Task to carry out ▸
Return every line of the listing below without changing anything.

=-=-=-=-=

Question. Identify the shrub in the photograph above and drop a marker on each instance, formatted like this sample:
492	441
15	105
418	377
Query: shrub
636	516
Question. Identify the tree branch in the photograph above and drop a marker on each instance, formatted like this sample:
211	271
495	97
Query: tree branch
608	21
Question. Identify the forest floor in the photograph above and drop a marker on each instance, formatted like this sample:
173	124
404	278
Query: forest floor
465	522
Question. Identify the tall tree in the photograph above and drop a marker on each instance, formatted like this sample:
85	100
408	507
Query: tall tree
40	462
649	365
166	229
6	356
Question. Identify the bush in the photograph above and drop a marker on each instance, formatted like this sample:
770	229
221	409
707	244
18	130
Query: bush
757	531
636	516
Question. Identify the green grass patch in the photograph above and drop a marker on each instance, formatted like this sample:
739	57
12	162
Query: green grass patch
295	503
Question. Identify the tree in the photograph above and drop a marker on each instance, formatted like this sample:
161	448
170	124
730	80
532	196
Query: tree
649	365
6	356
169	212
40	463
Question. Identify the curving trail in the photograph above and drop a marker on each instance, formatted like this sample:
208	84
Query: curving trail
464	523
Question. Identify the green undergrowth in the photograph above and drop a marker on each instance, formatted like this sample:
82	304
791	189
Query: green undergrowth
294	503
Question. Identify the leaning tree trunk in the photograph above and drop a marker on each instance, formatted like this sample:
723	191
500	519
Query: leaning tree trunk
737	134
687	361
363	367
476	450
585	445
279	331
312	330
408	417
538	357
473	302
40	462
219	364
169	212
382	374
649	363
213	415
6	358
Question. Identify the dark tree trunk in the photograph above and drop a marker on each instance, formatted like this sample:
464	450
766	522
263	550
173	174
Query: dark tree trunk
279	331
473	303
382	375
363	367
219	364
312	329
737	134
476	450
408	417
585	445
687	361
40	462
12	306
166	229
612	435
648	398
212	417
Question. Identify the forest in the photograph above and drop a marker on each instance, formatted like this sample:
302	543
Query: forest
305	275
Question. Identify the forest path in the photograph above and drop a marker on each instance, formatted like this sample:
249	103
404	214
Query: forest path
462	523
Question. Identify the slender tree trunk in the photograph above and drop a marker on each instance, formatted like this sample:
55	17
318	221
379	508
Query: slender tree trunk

=-=-=-=-=

Written answer ▸
Question. Identify the shrub in the photograph above and drop a marker on each instance, formatted like this sample:
492	441
15	105
418	377
Query: shrub
636	516
Question. Identify the tree branch in the photograph above and drop a marker on each instance, formatted like this sample:
211	271
495	97
Query: tree branch
608	21
Question. Identify the forest floor in the photograph above and drop a marker on each instance, formatted like this sample:
173	124
404	278
Query: forest floor
465	522
Question. Identify the tall tree in the photograph above and drop a marker on each instance, formatted like this sample:
85	100
408	507
Query: tall tree
40	462
649	365
166	229
6	356
Question. Identify the bush in the photograph above and drop a marker on each instance, formatted like this sample:
770	229
221	409
707	244
18	130
Query: bush
757	531
636	516
Question. Identify the green grass patch in the photograph above and drop a marker on each instance, formatted like this sample:
739	57
12	162
Query: green grass patch
295	503
Question. Identify the tree in the photograph above and drop a marker on each instance, formatted like this sample:
161	448
170	124
730	80
532	196
Query: tree
649	365
6	356
169	212
40	463
Question. Identify the curving trail in the photograph above and drop a marker on each instance, formatted like this sample:
208	84
Query: curving trail
464	523
Question. Identify the green undergrowth in the photograph above and drop a marker on each instance, formatted like this sample:
82	304
791	189
Query: green undergrowth
294	503
Question. Identify the leaning tree trunk in the photograph above and drop a marker on each instance, formatted like this sample:
723	191
500	519
Query: leaning tree trunk
737	134
687	361
363	367
476	450
585	445
279	331
312	330
408	417
538	357
473	302
40	462
219	364
169	212
382	374
649	363
213	415
6	358
Question. Identify the dark tree trunk in the photograph above and drop a marker on each instance, formatted like this sample:
464	450
766	522
263	550
173	174
Query: dark tree trunk
279	331
473	303
382	375
363	367
219	364
312	329
737	134
476	450
408	417
585	445
687	361
40	462
12	306
166	229
612	435
648	398
212	417
Question. Identify the forest in the photograph above and drop a marker on each instance, formatted like this sample:
302	543
Query: forest
305	275
Question. Identify the forest path in the photograph above and drop a marker on each instance, formatted like this sample:
249	103
404	214
Query: forest path
462	523
Question. Identify the slender tree trunk in the photograph above and drop a marker on each instance, formatted like this sample:
55	17
318	221
379	508
Query: slender tree trunk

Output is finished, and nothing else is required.